What is needed here is an exact copy of all the records below.

SUPPLIED ENTRIES
################
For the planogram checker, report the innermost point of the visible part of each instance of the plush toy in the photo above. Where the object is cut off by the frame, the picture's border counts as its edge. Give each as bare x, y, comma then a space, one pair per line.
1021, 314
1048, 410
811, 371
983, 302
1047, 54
################
OUTPUT FOR THIS EXERCISE
For the planogram checker, report the innermost point of the visible part of each instance of the plush toy in the photo above. Where the object is cut off by the frame, the picture's border counts as its edge. Give each as bare x, y, comma then a space, one pair per line.
1021, 314
1048, 410
811, 371
983, 302
1047, 54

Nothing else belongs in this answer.